• Page extract:
-- Opening Marker --
Neighborhood watch

In fruit flies, competition between cells helps to eliminate those carrying damaged genetic information.

Fruit flies eyes in which aneuploid cells (unpigmented) have been induced. On the right, healthy cells have been further modified to not be able to kill their neighbors. In this case, aneuploid cells survive and multiply. On the left, aneuploid cells have been eliminated through competition. Image credit: Nicholas E Baker (CC BY 4.0)

Aneuploid cells emerge when cellular division goes awry and a cell ends up with the wrong number of chromosomes, the tiny genetic structures carrying the instructions that control life’s processes. Aneuploidy can lead to fatal conditions during development, and to cancer in an adult organism.

A safety mechanism may exist that helps the body to detect and remove these cells. Yet, exactly this happens is still poorly understood: in particular, it is unclear how cells manage to ‘count’ their chromosomes.

One way they could do so is through the ribosomes, the molecular ‘factories’ that create the building blocks required for life. In a cell, every chromosome carries genes that code for the proteins (known as Rps) forming ribosomes. Aneuploidy will alter the number of Rp genes, and in turn the amount and type of Rps the cell produces, so that ribosomes and the genes for Rps could act as a ‘readout’ of aneuploidy. Ji et al set out to test this theory in fruit flies.
-- Closing Marker --
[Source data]
-- Opening Marker --
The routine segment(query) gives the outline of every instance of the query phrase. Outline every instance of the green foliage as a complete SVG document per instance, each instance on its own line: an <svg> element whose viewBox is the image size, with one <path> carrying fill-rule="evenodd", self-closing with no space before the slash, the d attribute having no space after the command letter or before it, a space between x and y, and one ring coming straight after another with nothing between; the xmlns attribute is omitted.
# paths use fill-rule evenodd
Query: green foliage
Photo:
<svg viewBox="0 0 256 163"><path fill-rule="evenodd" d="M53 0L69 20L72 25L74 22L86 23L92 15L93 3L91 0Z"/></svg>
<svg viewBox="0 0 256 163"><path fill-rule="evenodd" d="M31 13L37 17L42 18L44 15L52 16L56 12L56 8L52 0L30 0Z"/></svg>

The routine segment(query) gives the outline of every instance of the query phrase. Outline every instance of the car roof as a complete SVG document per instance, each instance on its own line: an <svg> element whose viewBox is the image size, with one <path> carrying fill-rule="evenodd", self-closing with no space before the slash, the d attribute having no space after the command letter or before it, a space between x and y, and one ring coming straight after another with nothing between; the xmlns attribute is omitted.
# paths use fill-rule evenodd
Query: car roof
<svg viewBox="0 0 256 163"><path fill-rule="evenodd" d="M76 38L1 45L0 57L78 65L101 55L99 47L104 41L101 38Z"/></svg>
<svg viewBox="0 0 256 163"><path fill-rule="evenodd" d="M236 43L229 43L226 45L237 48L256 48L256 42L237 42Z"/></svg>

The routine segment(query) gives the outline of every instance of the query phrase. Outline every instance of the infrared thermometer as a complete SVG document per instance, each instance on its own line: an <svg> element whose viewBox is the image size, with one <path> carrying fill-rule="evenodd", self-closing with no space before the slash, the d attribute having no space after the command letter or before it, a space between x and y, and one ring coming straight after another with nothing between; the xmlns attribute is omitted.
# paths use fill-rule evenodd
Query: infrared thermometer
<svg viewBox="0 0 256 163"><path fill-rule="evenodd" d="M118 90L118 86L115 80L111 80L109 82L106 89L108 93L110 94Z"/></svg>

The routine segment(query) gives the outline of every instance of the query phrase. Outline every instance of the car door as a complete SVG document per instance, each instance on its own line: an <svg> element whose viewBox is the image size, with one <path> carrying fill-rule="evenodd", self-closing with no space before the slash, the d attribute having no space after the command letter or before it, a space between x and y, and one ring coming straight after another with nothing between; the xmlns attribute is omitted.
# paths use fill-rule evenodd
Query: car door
-- Closing Marker --
-- Opening Marker --
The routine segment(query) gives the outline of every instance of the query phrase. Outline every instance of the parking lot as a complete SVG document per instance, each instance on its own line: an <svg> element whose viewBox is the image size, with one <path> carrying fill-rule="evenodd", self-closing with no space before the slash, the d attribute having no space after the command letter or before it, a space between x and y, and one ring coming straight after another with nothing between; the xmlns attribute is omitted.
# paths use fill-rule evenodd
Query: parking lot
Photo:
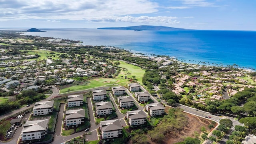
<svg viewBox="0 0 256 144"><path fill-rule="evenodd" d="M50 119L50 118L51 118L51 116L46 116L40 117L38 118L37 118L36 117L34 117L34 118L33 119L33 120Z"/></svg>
-- Closing Marker --
• Task set:
1. Decide whether each statement agrees with the text on aneuploid cells, answering yes or no and quoting the words from the text that decide it: (a) Aneuploidy can lead to cancer in an adult organism. (b) In the right-hand image, the aneuploid cells were eliminated. (c) Only some chromosomes carry genes for Rps.
2. List every word that the text on aneuploid cells puts in single quotation marks.
3. Pick up the text on aneuploid cells where it ends and carry it forward.

• Per-task answers:
1.
(a) Yes: "Aneuploidy can lead to fatal conditions during development, and to cancer in an adult organism."
(b) No: "On the right, healthy cells have been further modified to not be able to kill their neighbors. In this case, aneuploid cells survive and multiply."
(c) No: "In a cell, every chromosome carries genes that code for the proteins (known as Rps) forming ribosomes."

2. count, factories, readout

3.
The first experiment used a genetic manipulation technique called site-specific recombination to remove parts of chromosomes from cells in the developing eye and wing. Cells which retained all their Rp genes survived, while those that were missing some usually died – but only when the surrounding cells were normal. In this situation, healthy cells eliminated their damaged neighbours through a process known as cell competition. A second experiment, using radiation as an alternative method of damaging chromosomes, also gave similar results.

The work by Ji et al. reveals how the body can detect and eliminate aneuploid cells, potentially before they can cause harm. If the same mechanism applies in humans, boosting cell competition may, one day, helps to combat diseases like cancer.